"""

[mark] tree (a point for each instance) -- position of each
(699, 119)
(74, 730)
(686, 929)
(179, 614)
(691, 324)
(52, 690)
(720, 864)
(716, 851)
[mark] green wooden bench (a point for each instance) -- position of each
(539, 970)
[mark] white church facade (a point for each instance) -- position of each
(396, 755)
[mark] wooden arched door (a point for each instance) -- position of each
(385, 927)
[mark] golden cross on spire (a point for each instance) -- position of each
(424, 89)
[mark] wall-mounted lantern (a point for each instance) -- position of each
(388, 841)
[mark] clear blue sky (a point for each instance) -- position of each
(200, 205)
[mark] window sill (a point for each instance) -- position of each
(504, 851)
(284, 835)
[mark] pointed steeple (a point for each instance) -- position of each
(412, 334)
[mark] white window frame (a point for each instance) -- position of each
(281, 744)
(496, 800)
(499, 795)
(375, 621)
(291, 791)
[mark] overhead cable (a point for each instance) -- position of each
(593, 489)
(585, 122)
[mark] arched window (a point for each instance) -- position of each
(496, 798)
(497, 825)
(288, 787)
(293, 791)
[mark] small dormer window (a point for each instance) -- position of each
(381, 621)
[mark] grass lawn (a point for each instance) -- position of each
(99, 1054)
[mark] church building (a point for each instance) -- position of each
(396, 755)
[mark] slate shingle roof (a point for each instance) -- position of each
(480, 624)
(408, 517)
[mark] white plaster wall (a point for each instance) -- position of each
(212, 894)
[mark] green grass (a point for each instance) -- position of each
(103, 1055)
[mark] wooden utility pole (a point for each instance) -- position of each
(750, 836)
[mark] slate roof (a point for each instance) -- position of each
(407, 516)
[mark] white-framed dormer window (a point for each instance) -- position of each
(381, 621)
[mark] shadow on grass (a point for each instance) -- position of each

"""

Do this ▸ Copy every item above word for word, line by line, without changing anything.

Reply to the exercise ▸
[mark] tree (a point for each instance) -- position of each
(699, 119)
(74, 730)
(686, 929)
(179, 614)
(691, 324)
(52, 690)
(720, 864)
(716, 851)
[mark] green wooden bench (a point for each instance) -- position of each
(539, 970)
[mark] white church facade (a point for each instance) -- position of each
(396, 755)
[mark] wooden arched door (a point for each instance) -- position of each
(385, 927)
[mark] golden cross on spire (a point for each instance) -- position of each
(424, 89)
[mark] wall-mounted lantern (a point for each instance) -- position of each
(388, 841)
[mark] clear blue sky (a point for each instance) -- position of each
(200, 205)
[mark] window sill (a point for each instance) -- position of each
(504, 851)
(284, 835)
[mark] pointed steeple (a point for each instance) -- position of each
(412, 334)
[mark] white window frame (a point for each instance) -- position of each
(281, 744)
(496, 800)
(499, 795)
(375, 621)
(291, 791)
[mark] overhead cable (a point for each instance) -- position of each
(593, 489)
(585, 122)
[mark] arched window (a point for each instance) -- position of each
(496, 798)
(497, 825)
(288, 787)
(293, 791)
[mark] small dormer window (a point for each instance) -- position of each
(381, 621)
[mark] grass lawn (a point for each instance) -- position of each
(99, 1054)
[mark] church building (a point for each instance) -- position of each
(396, 755)
[mark] slate shingle roof (a point for each instance) -- position of each
(480, 624)
(408, 517)
[mark] white plaster wall (a point for each instance) -- position of each
(212, 894)
[mark] green grass (a point for each instance) -- position of each
(103, 1055)
[mark] wooden utility pole (a point for each instance) -- position of each
(750, 836)
[mark] slate roof (a point for each instance) -- position of each
(407, 516)
[mark] white-framed dormer window (a point for each instance) -- position of each
(381, 621)
[mark] shadow on grass (a point for each instance) -- position of each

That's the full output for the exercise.